◆ Dataset excerpts
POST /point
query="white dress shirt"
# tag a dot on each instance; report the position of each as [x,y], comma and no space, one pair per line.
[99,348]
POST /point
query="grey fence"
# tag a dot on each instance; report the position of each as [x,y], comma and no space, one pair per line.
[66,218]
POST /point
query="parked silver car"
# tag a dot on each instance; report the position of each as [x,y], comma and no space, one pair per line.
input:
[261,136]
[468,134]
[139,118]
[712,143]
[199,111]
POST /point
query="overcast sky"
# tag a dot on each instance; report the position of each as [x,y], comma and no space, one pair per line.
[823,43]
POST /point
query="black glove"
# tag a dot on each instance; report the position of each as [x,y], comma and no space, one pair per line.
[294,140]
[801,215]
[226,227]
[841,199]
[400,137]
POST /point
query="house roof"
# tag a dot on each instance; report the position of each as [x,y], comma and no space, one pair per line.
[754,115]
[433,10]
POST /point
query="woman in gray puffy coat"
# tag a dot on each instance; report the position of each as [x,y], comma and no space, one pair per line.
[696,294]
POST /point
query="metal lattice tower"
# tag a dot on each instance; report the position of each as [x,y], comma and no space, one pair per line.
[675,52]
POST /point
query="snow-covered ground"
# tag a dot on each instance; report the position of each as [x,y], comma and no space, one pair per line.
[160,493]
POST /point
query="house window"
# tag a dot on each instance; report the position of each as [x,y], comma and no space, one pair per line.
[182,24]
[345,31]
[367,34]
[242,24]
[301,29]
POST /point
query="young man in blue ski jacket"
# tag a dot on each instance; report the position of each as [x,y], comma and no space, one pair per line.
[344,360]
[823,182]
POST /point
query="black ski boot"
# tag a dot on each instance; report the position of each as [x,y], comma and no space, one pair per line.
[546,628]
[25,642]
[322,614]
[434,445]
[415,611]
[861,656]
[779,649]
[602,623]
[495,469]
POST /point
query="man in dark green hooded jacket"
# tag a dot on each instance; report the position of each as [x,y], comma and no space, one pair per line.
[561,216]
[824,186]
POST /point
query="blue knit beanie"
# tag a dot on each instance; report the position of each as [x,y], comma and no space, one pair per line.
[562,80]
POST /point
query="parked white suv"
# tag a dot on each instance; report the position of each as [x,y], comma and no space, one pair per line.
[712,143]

◆ Instructions to follow
The expected answer is the complete material, restated exactly.

◆ Result
POST /point
query="white dress shirt"
# tag a dot on each instance; report the position of each as [x,y], comma and no space, one pair per line.
[99,348]
POST /point
query="grey fence"
# tag a dot on each instance; report the position of each as [x,y], comma and no space, one pair per line.
[66,218]
POST /point
query="parked silver car"
# tag a dot on each instance; report the position of each as [x,y], comma and no space, one pair per line.
input:
[261,136]
[468,134]
[139,118]
[712,143]
[199,111]
POST /point
query="overcast sky"
# tag a dot on each instance; report the position of each as [x,y], comma and no space, one pair per line.
[823,43]
POST /point
query="black glove"
# tag a dot on each instance; report the position of each as [x,y], comma and no space, one pair per line.
[294,140]
[801,215]
[226,227]
[841,199]
[400,137]
POST /point
query="house roof"
# tag a dot on each instance; report the position of each as [x,y], comma and no space, one pair per line.
[754,115]
[433,10]
POST /point
query="woman in gray puffy coat"
# tag a dot on each instance; report the position of each as [x,y], comma and no space, one pair per line.
[696,294]
POST /point
query="metal lattice tower"
# tag a dot on each instance; report the position of each as [x,y], comma and no space, one pair per line.
[675,52]
POST /point
query="snow-covered ground"
# tag a dot on each instance; report the position of each as [x,y], comma and no space, one pair per line.
[160,493]
POST /point
query="house window"
# tag a dot on each instance; report the position of each as [x,y], comma and no space, one pair per line.
[182,24]
[345,31]
[367,34]
[242,24]
[301,29]
POST /point
query="young man in blue ski jacket"
# tag a dot on each instance; report the position of each as [x,y], comma and no space, one pair per line.
[344,360]
[823,182]
POST /point
query="black ski boot"
# tag a dot on each instance; report the position of each as [x,y], comma and no space, one pair per line.
[546,628]
[25,642]
[322,614]
[434,445]
[415,611]
[861,656]
[779,649]
[602,623]
[495,469]
POST /point
query="man in dark green hooded jacket"
# tag a dot on each instance; report the position of each as [x,y], comma and no space, one pair per line.
[561,216]
[824,186]
POST /point
query="blue knit beanie"
# tag a dot on each instance; report the position of each as [x,y], comma and no space, one pair per line.
[562,80]
POST /point
query="parked white suv"
# tag a dot on each instance; report the position of each as [x,y], comma and no space, one pair per line.
[712,143]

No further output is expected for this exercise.